Image-grounded pointing data:
----
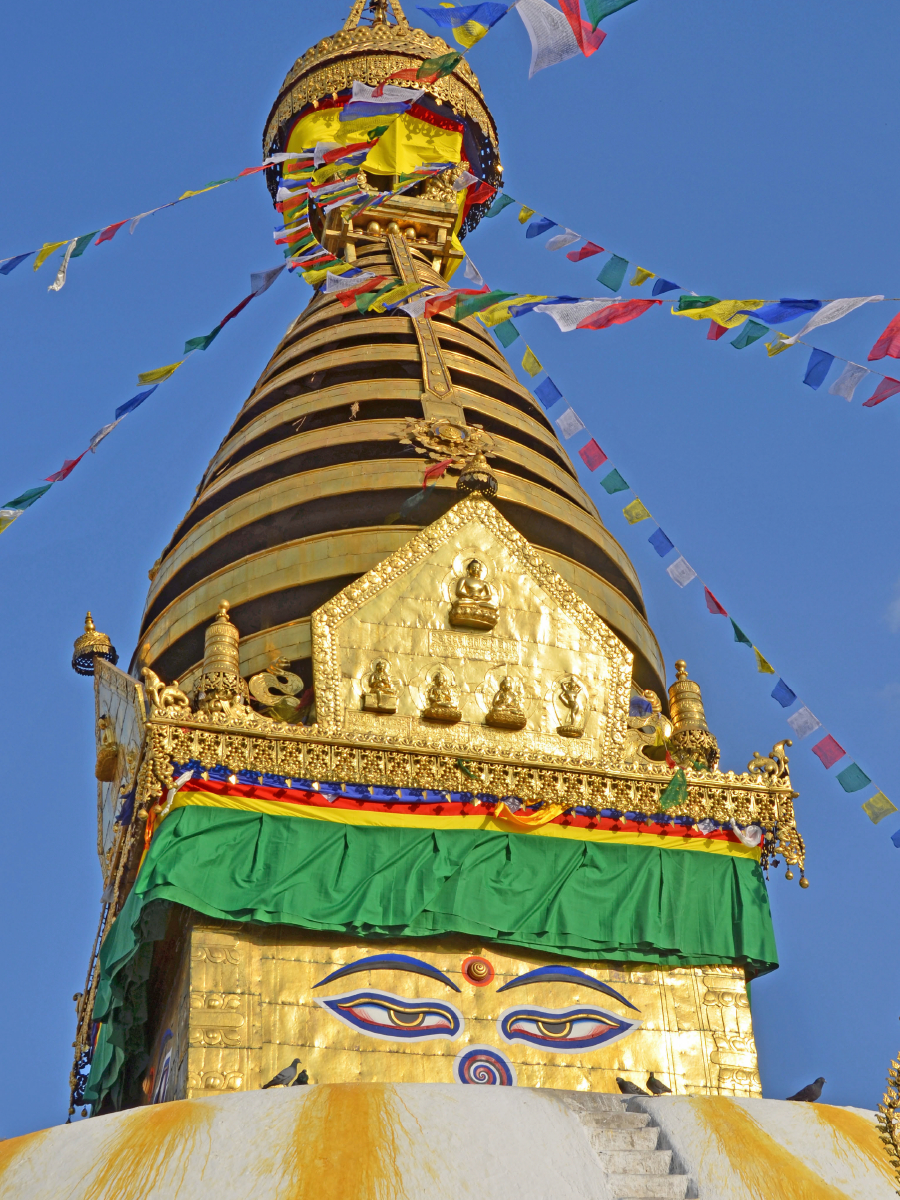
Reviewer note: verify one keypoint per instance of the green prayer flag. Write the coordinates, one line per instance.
(505, 333)
(676, 792)
(613, 273)
(613, 483)
(751, 333)
(739, 635)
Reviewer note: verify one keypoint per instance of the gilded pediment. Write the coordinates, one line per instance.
(467, 640)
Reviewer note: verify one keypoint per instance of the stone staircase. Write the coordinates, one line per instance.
(625, 1144)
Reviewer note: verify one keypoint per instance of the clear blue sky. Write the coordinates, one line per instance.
(742, 150)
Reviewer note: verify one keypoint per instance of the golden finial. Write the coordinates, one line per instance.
(91, 643)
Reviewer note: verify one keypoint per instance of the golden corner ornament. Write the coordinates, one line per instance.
(393, 795)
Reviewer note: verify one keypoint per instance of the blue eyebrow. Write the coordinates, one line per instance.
(565, 975)
(389, 963)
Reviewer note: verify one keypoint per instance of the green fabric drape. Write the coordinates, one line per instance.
(567, 898)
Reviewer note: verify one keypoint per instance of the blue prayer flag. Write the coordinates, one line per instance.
(660, 543)
(547, 393)
(820, 364)
(783, 694)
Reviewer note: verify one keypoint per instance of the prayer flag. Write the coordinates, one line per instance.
(681, 571)
(112, 231)
(538, 227)
(849, 381)
(762, 666)
(739, 635)
(499, 204)
(547, 393)
(887, 387)
(853, 778)
(783, 694)
(713, 604)
(505, 333)
(804, 723)
(550, 34)
(613, 483)
(613, 273)
(879, 807)
(131, 405)
(529, 363)
(587, 251)
(569, 423)
(751, 333)
(820, 364)
(888, 345)
(160, 373)
(828, 751)
(10, 264)
(592, 455)
(635, 511)
(661, 286)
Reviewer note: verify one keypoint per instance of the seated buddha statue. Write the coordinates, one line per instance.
(475, 605)
(441, 699)
(381, 695)
(507, 712)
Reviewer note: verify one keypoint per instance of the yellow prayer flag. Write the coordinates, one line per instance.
(531, 364)
(879, 807)
(47, 250)
(723, 312)
(762, 666)
(160, 373)
(635, 511)
(641, 276)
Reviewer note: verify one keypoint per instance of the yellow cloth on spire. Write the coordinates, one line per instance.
(724, 312)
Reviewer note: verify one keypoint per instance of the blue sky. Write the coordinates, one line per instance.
(742, 150)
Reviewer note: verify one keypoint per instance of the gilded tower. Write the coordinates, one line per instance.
(394, 790)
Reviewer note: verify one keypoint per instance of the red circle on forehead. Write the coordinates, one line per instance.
(478, 971)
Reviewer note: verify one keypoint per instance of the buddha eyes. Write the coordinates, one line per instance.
(571, 1029)
(395, 1018)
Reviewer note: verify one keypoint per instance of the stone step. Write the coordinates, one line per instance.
(636, 1162)
(624, 1139)
(648, 1187)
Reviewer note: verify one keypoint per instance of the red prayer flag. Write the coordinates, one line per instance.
(713, 604)
(592, 455)
(888, 345)
(617, 313)
(587, 251)
(887, 387)
(828, 751)
(111, 232)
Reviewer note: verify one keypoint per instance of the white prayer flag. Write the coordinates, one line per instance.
(833, 311)
(569, 423)
(803, 723)
(682, 571)
(849, 381)
(552, 37)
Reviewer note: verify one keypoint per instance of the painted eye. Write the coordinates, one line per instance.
(394, 1018)
(571, 1029)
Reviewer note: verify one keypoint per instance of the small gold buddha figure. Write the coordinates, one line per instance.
(441, 699)
(381, 696)
(507, 712)
(575, 700)
(475, 605)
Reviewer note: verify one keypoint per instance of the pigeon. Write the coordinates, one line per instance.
(285, 1077)
(810, 1092)
(628, 1089)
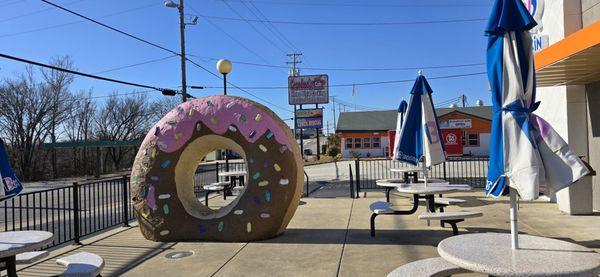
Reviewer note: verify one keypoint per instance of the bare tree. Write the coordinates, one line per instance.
(122, 119)
(79, 127)
(61, 100)
(24, 117)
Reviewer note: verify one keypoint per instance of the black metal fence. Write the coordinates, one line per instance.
(70, 212)
(463, 170)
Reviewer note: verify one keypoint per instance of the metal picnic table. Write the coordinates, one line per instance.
(420, 190)
(17, 242)
(491, 253)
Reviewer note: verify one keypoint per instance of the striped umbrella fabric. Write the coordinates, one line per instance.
(525, 152)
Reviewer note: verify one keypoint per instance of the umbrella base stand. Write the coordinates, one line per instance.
(514, 230)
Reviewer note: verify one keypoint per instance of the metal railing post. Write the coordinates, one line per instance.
(125, 202)
(75, 199)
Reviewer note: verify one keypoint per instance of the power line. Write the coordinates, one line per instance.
(230, 36)
(83, 74)
(71, 23)
(242, 89)
(372, 83)
(157, 46)
(254, 27)
(358, 69)
(344, 23)
(111, 28)
(271, 27)
(35, 12)
(362, 5)
(135, 64)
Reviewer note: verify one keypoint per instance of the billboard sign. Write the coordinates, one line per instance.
(309, 89)
(455, 124)
(309, 118)
(453, 141)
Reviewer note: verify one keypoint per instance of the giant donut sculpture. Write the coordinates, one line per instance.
(162, 178)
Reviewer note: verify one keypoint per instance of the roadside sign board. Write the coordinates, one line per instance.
(309, 118)
(455, 124)
(309, 89)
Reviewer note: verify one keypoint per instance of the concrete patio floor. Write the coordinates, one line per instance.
(328, 236)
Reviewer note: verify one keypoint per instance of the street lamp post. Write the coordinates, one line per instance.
(224, 66)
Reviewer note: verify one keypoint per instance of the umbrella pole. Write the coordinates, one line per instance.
(514, 230)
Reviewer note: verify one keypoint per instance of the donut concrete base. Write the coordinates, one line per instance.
(162, 179)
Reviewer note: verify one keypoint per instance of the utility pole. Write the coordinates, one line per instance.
(182, 34)
(295, 72)
(294, 56)
(333, 107)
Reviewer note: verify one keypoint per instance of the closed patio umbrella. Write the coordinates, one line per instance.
(419, 136)
(10, 183)
(401, 111)
(525, 152)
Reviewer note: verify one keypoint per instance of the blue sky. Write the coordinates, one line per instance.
(52, 32)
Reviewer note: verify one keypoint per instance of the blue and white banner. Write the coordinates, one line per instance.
(10, 183)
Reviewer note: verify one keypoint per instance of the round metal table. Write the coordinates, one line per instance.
(491, 253)
(16, 242)
(408, 172)
(232, 173)
(418, 189)
(234, 176)
(390, 184)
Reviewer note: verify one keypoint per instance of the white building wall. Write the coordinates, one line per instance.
(371, 152)
(565, 107)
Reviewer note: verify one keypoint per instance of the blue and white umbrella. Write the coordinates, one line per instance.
(419, 137)
(399, 119)
(10, 183)
(525, 152)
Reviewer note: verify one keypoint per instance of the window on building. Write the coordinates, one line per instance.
(348, 143)
(376, 142)
(357, 143)
(473, 139)
(367, 143)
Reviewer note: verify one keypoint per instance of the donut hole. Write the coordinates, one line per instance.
(186, 176)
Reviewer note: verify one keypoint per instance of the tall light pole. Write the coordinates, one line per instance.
(224, 66)
(182, 24)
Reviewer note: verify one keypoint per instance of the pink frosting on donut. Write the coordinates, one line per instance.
(217, 112)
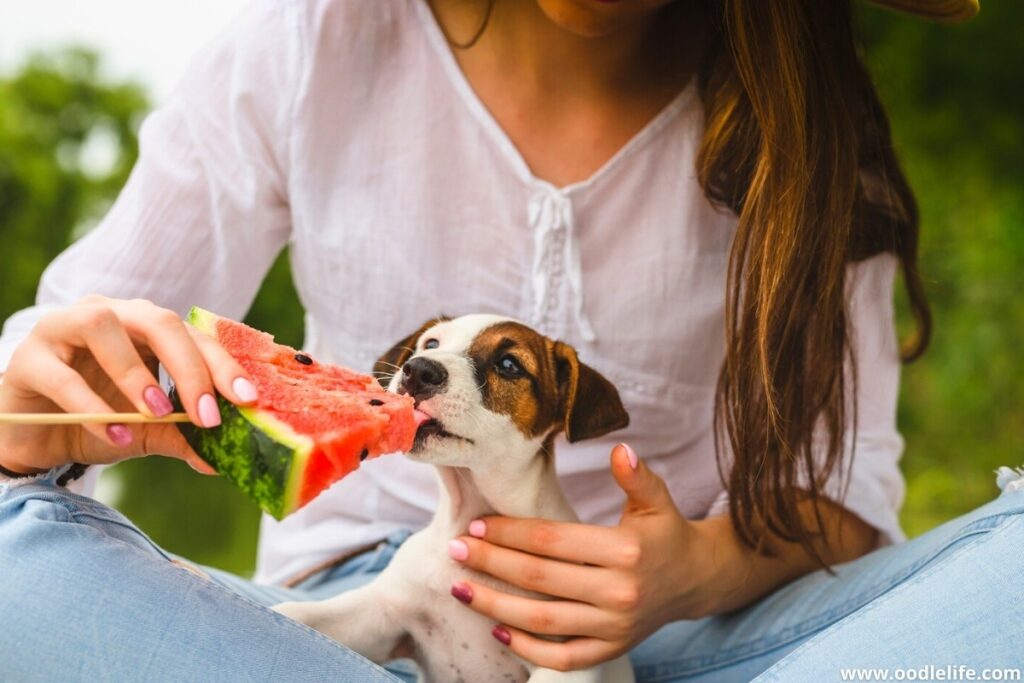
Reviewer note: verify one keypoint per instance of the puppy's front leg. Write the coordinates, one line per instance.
(355, 619)
(616, 671)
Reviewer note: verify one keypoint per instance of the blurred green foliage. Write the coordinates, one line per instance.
(955, 98)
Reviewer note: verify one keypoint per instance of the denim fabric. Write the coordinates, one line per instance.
(87, 596)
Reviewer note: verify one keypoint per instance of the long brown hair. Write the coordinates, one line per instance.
(798, 145)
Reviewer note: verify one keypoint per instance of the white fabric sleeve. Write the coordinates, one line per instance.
(205, 210)
(872, 487)
(204, 213)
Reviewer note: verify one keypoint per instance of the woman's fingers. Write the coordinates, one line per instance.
(228, 376)
(569, 655)
(168, 338)
(101, 332)
(165, 439)
(551, 617)
(573, 543)
(61, 385)
(536, 573)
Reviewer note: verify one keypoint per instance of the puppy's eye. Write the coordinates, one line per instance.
(509, 368)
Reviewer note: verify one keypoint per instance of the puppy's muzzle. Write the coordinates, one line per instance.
(423, 378)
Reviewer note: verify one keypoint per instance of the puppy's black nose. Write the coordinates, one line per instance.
(422, 378)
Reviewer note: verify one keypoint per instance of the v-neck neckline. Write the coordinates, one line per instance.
(499, 135)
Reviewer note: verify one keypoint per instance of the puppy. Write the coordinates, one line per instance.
(491, 396)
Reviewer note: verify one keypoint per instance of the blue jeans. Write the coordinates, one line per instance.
(86, 596)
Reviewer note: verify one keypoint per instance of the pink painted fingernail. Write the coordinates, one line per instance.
(502, 635)
(458, 550)
(158, 401)
(209, 414)
(244, 389)
(631, 455)
(462, 593)
(119, 434)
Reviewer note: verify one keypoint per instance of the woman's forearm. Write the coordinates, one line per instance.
(738, 574)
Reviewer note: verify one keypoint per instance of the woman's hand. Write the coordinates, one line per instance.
(611, 587)
(100, 355)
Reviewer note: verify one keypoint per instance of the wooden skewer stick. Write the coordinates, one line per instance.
(85, 418)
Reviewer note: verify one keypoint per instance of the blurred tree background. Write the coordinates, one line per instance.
(955, 96)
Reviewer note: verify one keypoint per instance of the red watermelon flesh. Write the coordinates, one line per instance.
(313, 423)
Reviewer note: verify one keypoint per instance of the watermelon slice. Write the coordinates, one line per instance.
(313, 423)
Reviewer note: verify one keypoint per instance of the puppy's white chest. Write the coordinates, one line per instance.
(452, 641)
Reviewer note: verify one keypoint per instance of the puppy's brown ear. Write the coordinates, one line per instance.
(591, 406)
(396, 356)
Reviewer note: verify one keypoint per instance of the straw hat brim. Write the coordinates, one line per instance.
(950, 11)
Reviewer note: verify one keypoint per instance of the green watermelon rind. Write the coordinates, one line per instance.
(262, 456)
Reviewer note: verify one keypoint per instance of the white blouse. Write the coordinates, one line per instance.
(345, 129)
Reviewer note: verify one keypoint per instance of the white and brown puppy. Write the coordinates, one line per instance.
----
■ **WHAT NEEDS TO BE DONE**: Return, exactly as written, only those lines that run from the one with "hand. Write the coordinates, one line per instance." to the last line of the data, both of those lines included.

■ **REPLY TO THE EXERCISE**:
Reviewer note: verify one keypoint per instance of the woman's hand. Write the coordinates, one line per instance.
(611, 587)
(100, 355)
Reviewer note: verify one keypoint per instance of the wooden skewer stick. Write the coordinates, one line per instance.
(85, 418)
Reviewer note: verify one keypoint per instance of the blurred tree background. Write the coordinates, one line per instance.
(955, 96)
Reviewer note: verify one keypoint per instance of the red watermelon flesh. Write the coordinates, one line per instance.
(313, 423)
Reviewer note: verify one keypoint per instance of the watermelon slice. Write the coordinates, one line per instance.
(313, 423)
Reviewer note: verify one keypoint per instance of the puppy's white chest. Write the coordinates, one line per instance.
(452, 641)
Reviewer note: verify one keypoint per instance of the puppy's brown ear. Write the coordinates, one line per instance.
(591, 406)
(396, 356)
Reviewer note: verify one keypoint per instance of the straw hat brim. Write the coordinates, one line per instance.
(950, 11)
Reviewer note: verify one keypoint per instance of the green watermelon rind. Write the coordinates, one line per instance.
(262, 456)
Reviewer note: verify one keypoint per instance of the white blouse. Write the coordinates, one line per instance.
(345, 129)
Reviewer note: verify one keypoint per instance of the white and brown puppy. Write the coordinates, one line per instance.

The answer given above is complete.